Task statement:
When the line containing "For each instance of the fingers, the" is reached, begin transcribing. Continue exactly through the final line of the listing, and return nothing else.

<<<<

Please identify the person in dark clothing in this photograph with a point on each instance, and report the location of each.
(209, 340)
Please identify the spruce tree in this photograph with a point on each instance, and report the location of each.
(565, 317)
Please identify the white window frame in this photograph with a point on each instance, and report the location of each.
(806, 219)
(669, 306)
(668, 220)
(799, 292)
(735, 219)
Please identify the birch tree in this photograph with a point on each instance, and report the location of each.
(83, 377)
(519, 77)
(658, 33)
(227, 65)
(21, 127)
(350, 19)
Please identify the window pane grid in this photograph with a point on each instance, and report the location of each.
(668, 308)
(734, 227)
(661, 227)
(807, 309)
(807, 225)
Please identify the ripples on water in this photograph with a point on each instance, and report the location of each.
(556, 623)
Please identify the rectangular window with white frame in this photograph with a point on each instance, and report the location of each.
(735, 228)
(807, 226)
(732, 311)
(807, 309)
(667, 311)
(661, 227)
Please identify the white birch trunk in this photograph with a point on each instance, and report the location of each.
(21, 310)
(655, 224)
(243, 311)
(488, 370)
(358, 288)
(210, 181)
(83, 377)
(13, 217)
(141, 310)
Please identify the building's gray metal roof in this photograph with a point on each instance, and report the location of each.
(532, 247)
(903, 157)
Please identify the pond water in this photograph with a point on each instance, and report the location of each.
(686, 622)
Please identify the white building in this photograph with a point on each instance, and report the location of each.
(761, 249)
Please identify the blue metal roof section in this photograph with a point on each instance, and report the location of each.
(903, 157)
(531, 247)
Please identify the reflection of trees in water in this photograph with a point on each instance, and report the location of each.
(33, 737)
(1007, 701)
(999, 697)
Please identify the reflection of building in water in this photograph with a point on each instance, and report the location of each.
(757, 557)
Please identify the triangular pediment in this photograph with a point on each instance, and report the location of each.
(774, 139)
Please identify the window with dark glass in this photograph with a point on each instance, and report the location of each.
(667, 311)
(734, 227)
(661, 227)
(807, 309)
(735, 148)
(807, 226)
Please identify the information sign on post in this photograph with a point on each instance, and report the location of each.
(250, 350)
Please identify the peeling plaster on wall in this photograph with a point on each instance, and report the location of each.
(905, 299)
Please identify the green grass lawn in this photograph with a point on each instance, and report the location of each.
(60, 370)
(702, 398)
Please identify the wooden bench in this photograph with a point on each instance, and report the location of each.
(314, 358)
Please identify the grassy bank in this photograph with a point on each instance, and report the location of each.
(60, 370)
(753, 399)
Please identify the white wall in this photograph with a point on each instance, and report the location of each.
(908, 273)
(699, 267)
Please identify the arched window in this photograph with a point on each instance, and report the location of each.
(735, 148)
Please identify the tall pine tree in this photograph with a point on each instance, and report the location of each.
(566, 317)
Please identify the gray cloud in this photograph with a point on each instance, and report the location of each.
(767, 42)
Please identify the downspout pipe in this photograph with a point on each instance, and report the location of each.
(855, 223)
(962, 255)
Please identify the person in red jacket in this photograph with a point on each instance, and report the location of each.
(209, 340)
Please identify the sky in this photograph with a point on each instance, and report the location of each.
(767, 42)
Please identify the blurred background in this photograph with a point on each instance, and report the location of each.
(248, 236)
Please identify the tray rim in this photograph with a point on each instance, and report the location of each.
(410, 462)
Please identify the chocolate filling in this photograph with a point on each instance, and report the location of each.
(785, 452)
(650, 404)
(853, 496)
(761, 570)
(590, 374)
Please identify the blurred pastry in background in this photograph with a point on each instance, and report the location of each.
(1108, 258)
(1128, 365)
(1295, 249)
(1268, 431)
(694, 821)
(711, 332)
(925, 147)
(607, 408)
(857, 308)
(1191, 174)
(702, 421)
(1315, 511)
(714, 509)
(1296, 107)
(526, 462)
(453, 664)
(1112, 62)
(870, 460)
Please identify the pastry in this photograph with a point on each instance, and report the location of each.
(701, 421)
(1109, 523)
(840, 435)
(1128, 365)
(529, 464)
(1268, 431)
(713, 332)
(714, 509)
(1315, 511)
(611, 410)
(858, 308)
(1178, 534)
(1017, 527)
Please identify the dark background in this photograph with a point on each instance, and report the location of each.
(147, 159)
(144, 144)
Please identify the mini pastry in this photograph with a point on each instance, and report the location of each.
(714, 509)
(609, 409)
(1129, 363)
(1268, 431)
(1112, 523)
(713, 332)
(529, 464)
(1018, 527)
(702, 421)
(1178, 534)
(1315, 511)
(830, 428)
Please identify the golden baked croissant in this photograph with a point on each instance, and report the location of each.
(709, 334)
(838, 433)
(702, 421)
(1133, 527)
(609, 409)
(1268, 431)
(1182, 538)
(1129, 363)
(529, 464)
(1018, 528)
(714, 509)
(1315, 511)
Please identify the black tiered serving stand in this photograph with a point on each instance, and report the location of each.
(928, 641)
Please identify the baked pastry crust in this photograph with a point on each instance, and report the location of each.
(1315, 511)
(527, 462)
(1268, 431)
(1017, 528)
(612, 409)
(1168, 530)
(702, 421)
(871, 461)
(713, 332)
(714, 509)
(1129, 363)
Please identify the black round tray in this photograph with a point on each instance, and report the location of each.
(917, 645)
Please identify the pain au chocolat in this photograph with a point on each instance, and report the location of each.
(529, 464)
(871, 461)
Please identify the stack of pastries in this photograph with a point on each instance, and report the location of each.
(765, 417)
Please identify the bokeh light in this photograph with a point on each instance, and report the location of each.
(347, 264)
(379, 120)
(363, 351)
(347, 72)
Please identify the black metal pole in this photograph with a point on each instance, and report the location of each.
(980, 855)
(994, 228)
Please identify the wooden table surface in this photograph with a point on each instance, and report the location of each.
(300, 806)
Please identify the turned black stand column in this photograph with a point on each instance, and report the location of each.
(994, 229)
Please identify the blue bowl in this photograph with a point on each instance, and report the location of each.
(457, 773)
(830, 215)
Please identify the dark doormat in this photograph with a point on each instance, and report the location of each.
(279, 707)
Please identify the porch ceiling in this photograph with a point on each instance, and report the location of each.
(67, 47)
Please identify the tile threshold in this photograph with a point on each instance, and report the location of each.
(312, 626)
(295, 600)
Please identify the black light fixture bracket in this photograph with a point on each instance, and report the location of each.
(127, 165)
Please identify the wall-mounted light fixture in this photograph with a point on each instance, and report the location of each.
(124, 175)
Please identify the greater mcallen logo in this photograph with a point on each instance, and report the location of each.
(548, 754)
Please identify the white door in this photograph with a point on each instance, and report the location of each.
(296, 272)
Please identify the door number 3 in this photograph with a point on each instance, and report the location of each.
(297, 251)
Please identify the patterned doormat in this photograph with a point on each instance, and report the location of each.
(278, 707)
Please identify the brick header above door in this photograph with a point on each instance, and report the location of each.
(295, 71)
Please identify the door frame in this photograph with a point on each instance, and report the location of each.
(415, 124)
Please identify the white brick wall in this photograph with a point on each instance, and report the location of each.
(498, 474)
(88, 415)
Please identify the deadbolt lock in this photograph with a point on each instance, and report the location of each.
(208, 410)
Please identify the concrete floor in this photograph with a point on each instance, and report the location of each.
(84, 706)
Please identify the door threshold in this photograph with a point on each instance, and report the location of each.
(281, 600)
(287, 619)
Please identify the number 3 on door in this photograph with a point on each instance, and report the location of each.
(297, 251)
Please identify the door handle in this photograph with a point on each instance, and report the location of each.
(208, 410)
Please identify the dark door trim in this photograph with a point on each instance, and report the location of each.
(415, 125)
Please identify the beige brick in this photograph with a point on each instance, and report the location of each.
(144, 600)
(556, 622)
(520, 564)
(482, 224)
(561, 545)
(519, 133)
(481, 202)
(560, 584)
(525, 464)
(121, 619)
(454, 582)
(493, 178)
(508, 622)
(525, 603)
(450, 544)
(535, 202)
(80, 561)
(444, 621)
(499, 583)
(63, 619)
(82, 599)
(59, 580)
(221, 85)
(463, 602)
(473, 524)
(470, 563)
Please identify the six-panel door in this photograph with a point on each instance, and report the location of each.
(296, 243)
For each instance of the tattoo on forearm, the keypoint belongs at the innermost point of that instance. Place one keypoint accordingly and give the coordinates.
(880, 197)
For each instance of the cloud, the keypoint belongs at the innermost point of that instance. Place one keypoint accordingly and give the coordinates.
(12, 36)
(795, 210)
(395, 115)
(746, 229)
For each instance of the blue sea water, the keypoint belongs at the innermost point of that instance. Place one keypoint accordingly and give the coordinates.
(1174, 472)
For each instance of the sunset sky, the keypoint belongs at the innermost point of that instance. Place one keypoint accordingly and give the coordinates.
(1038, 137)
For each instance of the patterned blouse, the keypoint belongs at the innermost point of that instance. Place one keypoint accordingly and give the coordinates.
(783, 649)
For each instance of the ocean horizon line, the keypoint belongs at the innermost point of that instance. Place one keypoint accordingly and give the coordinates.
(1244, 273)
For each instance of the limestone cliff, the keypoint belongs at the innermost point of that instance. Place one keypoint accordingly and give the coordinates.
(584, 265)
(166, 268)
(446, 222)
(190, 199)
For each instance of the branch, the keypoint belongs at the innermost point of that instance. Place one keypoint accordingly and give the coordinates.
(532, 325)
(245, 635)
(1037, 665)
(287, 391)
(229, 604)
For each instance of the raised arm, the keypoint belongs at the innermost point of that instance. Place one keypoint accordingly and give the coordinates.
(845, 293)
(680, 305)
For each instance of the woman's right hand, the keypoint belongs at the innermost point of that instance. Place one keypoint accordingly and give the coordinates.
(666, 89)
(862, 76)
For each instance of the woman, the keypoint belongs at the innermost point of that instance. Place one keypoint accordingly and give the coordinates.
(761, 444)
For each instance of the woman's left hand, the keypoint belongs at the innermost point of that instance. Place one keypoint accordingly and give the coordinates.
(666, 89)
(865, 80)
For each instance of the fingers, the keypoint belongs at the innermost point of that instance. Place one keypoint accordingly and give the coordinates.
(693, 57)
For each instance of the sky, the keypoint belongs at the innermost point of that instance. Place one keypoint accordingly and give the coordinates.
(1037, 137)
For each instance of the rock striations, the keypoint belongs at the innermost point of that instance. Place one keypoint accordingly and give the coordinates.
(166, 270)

>>>>

Result for this task:
For each instance of the fingers, the keypoint belongs at the innermost point of that instance. Place one keypoint accordingly and give the coordinates.
(693, 57)
For each instance of the sky, the keypoint belongs at the innermost point of that instance. Place one keypoint accordingly and give the coordinates.
(1037, 137)
For each instance of the rock striations, the keypoint belongs at the innermost point of that instance. Place one keypoint accordingly and give the coordinates.
(166, 270)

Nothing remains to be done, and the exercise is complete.